===== Ausgewählter Auszug =====

Digitale Podiumsdiskussion am 14. Januar 2021

Ist der Milchmarkt noch zu retten?

© Eva Wolf

Perspektiven für faire Preise und mehr Tierwohl

Digitale Podiumsdiskussion am 14. Januar 2021, 18.30 bis 20.30 Uhr

Glückliche Kühe, weitläufige Weiden, gemütliche Bauernhöfe, entspannte Bauernfamilien: So wünschen sich viele Verbraucher*innen die Milchwirtschaft, und so wird sie oft auch in der Werbung dargestellt.

Die Realität sieht anders aus: Seit Jahren erhalten Milchbäuerinnen und -bauern keine kostendeckenden Milchpreise. Tausende Betriebe haben in Europa in den letzten Jahren die Milchviehhaltung aufgegeben oder gar den ganzen Betrieb dicht gemacht.

Wer nach den Kriterien des ökologischen Landbaus und eines Bioverbandes arbeitet, erhält einen höheren Milchpreis. Aber tatsächlich sind auch im Biomarkt die Erzeugerpreise nicht immer kostendeckend, denn die Tierhaltung ist aufgrund der Standards (z.B. größere Ställe) teilweise kostspieliger als auf konventionellen Höfen.

Was heißt das für die Zukunft?

Moderator Max Moor wird mit Vertreter*innen aus Handel, Landwirtschaft und Gesellschaft diskutieren, ob es Alternativen zum Prinzip „Wachsen oder Weichen“ gibt oder ob bald nur noch wenige große Milch“fabriken“ übrig bleiben werden. Mit einer Milchproduktion, die billige Milch in die Supermärkte bringt, aber auf Kosten von Umwelt, Tier und letztlich auch Mensch geht. Oder ob sich regionale Qualitätsproduktion, Direktvermarktung und Modelle wie Verbraucher-Erzeuger-Gemeinschaften auch größer denken lassen, um flächendeckend faire Erzeugerpreise für nachhaltige Milchproduktion zu sichern? Können im Handel faire Erzeugerpreise durchgesetzt werden? Was ist von der Politik gefordert?

Hier finden Sie mehr Informationen zu dem im Einspieler gezeigten Dokumentarfilm "Das System Milch". (Mehr zu Demeter-Milch.)

Sprecher*innen

Max Moor, Moderator

Max Moor ist diplomierter Schauspieler und als Reporter und Moderator besonders in der Kulturberichterstattung bekannt. Seit 2007 moderiert er für die ARD titel thesen temperamente sowie auf 3sat zahlreiche Sondersendungen. Für den RBB moderiert er u. a. die Sendungen "Bücher und Moor" und "Köche und Moor". Max Moor kennt die Herausforderungen der Landwirtschaft aus eigener Erfahrung: Gemeinsam mit seiner Frau Sonja hat er jahrelang einen Biobauernhof in Brandenburg betrieben. Dort engagieren sich die Moors mit dem gemeinnützigen Verein AFZ – Alternativen für Zukunft im Rahmen des Projekts "Modelldorf Hirschfelde" für nachhaltige ökologische und wertschöpfende Land- und Kleinwirtschaft.

=====

• Aufgaben
1. Seit welchem Jahr moderiert Max Moor laut dem Text über den Milchmarkt für die ARD?
2. Führen Sie bitte den Text über den Milchmarkt im Anschluss an seinen letzten Satz weiter.

===== Bereitgestellte Daten =====

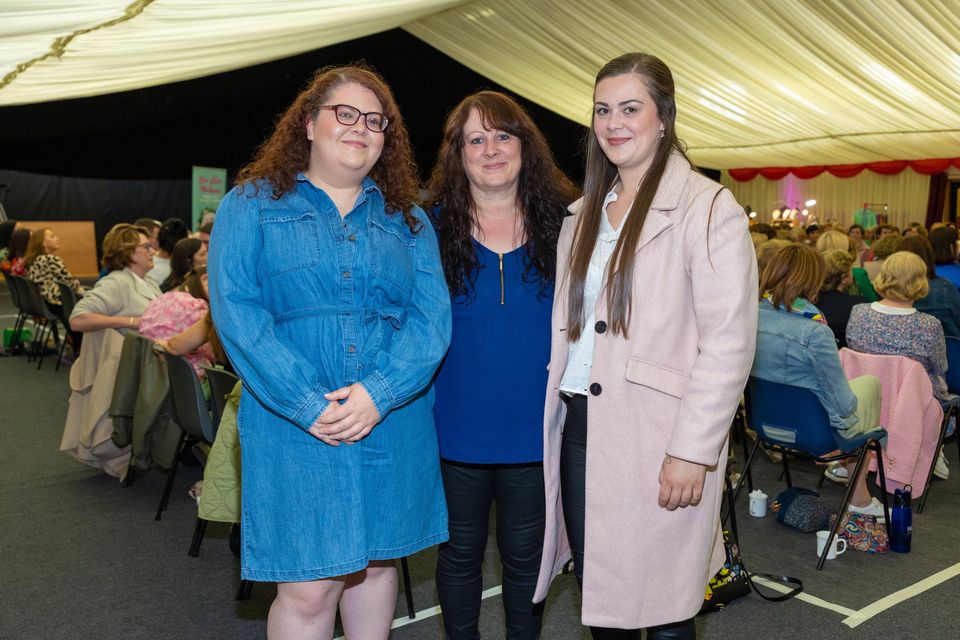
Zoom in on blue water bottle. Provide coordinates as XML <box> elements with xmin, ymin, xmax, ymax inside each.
<box><xmin>890</xmin><ymin>484</ymin><xmax>913</xmax><ymax>553</ymax></box>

=====

• Lösungen
1. Seit 2007.

2.
Diskussions­teilnehmer Moritz Morgenstern, Demeter-Milchbauer und Mitgründer der Norddeutschen Demeter-Milchbauern GmbH & Co. KG

Nach dem Studium der Agrarwissenschaften (M.Sc.) leitet er seit 2015 den Familien-Betrieb „Hofgemeinschaft Aschhorn“ mit ca. 480 Hektar Fläche. Davon sind ungefähr 290 Hektar Ackerbau (Kleegras, Dinkel, Weizen, Hafer, Roggen, Tritikale-Erbsen und Mais), 190 ha Dauergrünland. Die Milchviehherde mit 140 Kühen ist das Herzstück des Betriebes. Der Betrieb wird seit 1990 als Demeter-Betrieb bewirtschaftet, seit 40 Jahren ist der Betrieb in Besitz der Familie Morgenstern. Moritz ist Mitgründer der Norddeutschen Demeter-Milchbauern GmbH & Co. KG.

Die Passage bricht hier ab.